**What to do**
Show every line in the records below that contains the word "wall", copying each one in full.

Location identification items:
------------------------
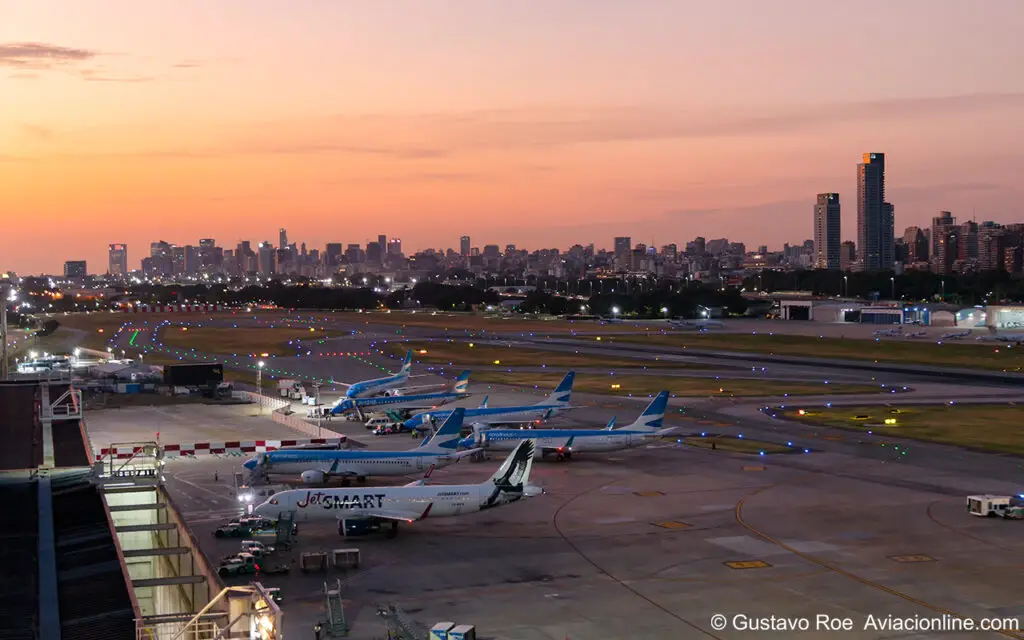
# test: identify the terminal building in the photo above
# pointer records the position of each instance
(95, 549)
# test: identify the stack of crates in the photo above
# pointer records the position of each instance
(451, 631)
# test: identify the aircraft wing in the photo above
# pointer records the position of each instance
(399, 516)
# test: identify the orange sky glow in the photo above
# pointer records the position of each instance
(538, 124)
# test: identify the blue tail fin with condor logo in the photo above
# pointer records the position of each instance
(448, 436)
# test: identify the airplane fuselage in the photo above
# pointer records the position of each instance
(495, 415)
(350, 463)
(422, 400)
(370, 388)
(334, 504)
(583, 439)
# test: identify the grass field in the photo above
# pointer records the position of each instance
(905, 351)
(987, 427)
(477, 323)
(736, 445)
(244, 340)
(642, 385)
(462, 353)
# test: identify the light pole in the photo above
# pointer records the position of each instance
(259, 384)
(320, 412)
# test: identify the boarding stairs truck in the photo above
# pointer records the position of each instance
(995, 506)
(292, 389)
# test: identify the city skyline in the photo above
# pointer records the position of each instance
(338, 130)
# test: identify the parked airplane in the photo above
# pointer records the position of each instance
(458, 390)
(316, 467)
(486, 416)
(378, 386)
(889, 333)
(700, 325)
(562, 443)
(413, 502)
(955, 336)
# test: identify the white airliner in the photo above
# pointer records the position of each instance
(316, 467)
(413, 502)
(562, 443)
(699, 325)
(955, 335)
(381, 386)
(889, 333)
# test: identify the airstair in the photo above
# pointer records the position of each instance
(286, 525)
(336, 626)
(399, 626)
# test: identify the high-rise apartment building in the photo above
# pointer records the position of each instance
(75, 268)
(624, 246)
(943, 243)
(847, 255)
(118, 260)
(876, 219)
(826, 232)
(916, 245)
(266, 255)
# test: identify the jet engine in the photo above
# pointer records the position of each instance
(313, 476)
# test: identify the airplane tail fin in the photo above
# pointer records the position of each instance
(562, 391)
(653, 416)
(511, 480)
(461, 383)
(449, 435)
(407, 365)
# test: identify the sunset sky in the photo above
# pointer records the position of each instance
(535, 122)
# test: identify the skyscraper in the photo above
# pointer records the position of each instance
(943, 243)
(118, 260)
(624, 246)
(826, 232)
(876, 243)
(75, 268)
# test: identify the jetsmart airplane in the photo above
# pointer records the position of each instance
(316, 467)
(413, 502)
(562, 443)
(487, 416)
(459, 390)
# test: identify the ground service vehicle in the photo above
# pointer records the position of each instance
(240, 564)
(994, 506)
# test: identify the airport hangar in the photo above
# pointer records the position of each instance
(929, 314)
------------------------
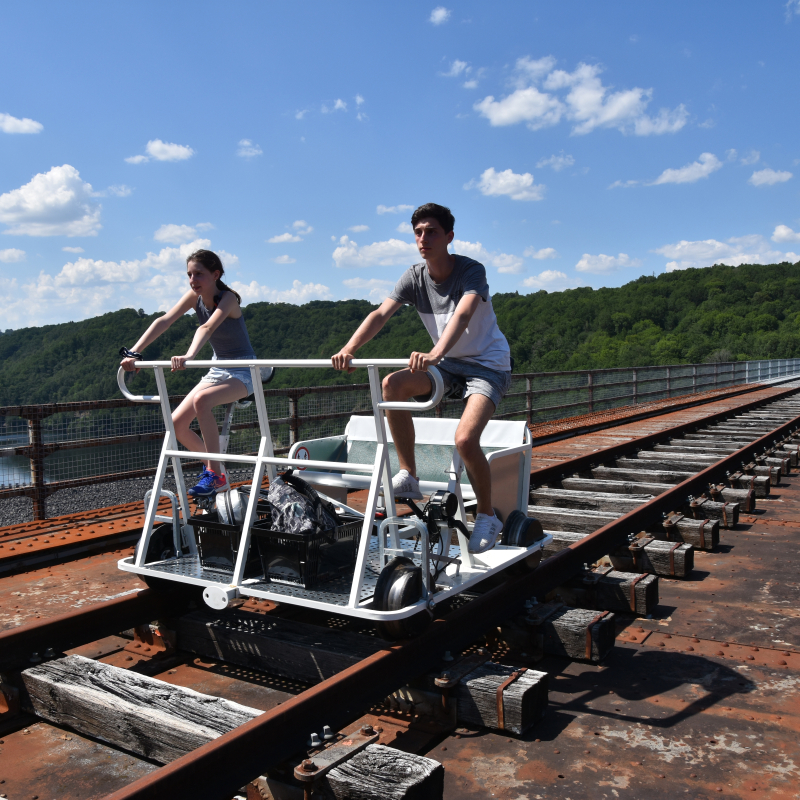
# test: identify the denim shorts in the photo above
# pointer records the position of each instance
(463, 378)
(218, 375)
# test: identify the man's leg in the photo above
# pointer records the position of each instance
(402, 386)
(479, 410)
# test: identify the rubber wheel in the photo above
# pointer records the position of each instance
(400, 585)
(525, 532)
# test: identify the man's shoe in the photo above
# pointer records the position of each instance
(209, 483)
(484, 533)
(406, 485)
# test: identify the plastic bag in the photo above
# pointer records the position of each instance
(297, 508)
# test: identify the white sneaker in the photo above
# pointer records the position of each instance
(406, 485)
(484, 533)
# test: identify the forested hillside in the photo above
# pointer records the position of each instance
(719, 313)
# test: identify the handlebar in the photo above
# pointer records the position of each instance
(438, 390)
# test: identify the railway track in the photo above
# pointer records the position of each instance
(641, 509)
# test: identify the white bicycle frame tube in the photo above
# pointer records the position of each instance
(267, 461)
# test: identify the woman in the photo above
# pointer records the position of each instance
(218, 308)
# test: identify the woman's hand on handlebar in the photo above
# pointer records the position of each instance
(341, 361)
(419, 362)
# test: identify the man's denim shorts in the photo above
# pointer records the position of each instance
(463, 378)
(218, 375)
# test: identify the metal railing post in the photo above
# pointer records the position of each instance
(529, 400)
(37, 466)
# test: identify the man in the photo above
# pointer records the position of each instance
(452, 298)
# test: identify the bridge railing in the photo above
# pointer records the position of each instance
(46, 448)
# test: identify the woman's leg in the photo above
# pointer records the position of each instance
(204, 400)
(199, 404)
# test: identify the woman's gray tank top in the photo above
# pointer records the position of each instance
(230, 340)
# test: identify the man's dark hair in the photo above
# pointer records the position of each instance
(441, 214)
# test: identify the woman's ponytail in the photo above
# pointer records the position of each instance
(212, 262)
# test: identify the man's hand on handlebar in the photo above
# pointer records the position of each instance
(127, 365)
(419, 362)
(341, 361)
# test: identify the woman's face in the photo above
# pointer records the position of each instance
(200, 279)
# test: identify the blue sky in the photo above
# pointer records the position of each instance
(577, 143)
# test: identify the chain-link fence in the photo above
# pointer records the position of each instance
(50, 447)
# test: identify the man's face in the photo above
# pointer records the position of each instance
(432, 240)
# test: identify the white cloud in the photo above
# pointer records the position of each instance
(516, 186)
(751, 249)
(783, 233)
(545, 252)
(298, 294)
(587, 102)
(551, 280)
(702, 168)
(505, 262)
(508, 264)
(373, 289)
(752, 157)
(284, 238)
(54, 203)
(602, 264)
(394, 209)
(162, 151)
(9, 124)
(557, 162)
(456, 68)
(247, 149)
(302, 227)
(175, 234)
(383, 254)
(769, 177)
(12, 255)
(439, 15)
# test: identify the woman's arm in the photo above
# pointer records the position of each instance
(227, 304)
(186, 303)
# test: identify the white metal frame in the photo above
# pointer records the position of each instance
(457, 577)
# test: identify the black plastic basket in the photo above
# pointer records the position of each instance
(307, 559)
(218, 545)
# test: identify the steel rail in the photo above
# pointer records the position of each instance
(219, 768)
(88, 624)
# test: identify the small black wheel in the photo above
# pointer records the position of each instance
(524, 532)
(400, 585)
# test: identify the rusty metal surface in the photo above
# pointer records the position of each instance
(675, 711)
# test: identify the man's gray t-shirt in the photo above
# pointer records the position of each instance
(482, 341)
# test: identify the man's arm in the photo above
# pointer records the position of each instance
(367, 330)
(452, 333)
------------------------
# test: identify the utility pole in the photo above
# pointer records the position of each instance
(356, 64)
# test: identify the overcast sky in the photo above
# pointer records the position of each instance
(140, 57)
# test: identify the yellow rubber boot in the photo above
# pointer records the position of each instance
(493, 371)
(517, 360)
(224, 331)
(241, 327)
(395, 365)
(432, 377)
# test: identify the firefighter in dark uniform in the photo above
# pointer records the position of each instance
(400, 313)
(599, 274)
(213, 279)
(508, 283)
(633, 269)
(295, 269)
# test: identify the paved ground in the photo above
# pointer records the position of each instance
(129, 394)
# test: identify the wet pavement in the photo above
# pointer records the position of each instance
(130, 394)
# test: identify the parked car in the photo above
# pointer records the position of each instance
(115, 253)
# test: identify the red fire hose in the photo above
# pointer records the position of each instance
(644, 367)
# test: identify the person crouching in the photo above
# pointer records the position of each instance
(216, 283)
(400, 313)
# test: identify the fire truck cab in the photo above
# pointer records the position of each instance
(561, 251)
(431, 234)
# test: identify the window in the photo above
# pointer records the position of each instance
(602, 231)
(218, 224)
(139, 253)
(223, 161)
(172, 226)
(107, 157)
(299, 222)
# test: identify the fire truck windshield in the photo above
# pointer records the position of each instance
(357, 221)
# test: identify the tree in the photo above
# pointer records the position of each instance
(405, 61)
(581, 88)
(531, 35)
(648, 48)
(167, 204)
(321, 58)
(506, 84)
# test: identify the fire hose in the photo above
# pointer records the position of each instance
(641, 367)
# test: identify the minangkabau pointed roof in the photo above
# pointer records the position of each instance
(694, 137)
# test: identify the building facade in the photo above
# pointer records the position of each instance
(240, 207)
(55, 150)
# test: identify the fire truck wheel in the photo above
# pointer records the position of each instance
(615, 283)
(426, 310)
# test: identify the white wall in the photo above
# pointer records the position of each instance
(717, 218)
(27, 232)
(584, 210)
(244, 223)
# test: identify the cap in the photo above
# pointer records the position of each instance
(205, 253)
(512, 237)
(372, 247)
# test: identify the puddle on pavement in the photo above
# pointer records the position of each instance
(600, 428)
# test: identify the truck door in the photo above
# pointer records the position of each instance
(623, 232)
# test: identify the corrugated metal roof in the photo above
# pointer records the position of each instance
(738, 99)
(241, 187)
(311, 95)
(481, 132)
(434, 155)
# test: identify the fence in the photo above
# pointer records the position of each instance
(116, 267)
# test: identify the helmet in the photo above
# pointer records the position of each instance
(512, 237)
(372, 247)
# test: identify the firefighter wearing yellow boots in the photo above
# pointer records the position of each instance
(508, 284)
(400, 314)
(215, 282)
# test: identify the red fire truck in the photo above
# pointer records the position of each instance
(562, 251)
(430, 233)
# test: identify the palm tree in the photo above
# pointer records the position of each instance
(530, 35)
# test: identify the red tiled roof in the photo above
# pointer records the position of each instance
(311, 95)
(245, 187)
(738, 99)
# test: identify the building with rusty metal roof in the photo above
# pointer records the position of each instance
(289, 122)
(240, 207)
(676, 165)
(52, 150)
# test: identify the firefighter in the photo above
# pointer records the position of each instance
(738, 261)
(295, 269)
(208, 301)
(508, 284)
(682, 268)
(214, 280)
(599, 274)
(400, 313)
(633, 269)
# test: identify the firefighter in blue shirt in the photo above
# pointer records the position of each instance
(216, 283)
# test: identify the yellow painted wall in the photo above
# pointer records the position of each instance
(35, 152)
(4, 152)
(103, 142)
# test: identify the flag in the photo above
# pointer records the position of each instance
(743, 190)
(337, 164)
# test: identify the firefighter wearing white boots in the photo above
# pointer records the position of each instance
------------------------
**In response**
# test: identify the white wall in the photo above
# test: identify the yellow painted wall in the photo above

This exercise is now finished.